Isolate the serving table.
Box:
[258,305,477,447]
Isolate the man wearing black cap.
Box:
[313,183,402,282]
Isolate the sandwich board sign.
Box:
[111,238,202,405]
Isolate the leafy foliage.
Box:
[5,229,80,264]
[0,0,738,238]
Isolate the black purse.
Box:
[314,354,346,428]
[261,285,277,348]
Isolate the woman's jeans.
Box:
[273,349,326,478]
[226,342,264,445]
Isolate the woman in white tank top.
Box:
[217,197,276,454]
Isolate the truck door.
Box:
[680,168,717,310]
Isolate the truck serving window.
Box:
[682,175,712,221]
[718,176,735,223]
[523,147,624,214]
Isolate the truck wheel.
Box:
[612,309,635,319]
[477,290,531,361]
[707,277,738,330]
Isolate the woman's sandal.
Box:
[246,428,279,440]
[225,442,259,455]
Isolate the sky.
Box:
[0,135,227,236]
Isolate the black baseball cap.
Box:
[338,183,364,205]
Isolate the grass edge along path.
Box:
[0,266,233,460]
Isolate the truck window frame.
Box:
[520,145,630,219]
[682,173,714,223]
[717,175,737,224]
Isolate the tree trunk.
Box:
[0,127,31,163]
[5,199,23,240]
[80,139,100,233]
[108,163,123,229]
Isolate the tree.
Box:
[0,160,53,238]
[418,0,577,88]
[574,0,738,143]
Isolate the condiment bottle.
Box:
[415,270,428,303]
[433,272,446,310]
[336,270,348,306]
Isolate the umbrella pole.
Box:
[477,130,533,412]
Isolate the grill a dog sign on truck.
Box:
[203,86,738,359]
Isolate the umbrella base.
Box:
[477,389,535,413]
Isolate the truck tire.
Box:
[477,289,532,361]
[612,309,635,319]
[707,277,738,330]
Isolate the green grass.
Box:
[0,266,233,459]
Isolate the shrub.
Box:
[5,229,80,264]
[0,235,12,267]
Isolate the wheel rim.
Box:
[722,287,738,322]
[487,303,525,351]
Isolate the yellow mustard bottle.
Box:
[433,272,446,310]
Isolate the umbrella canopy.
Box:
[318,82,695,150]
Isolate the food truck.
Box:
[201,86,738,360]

[Task description] Rewrite everything from "Isolate the tree." down to the end of the material, swapping "umbrella" for "parasol" and leaving everything else unchanged.

[Exercise output]
Isolate the tree.
Box:
[0,160,53,238]
[418,0,577,88]
[574,0,738,143]
Isolate the condiment bottle.
Box:
[415,270,428,303]
[433,272,446,310]
[336,270,348,306]
Isolate the parasol pole.
Box:
[477,130,533,412]
Isolate the grill a dog sign on truck.
Box:
[203,86,738,359]
Isolate the parasol base.
Box:
[477,389,535,413]
Isolate the truck tire.
Box:
[477,289,532,361]
[612,309,635,319]
[707,277,738,330]
Isolate the green grass.
Box:
[0,266,233,459]
Isolate the shrub.
Box:
[5,229,80,264]
[0,235,12,267]
Isolate the wheel rim.
Box:
[722,287,738,322]
[487,303,525,351]
Isolate the yellow mustard bottle.
Box:
[433,272,446,310]
Isolate the parasol canopy.
Box:
[318,82,695,150]
Isolate the food truck.
Box:
[201,86,738,360]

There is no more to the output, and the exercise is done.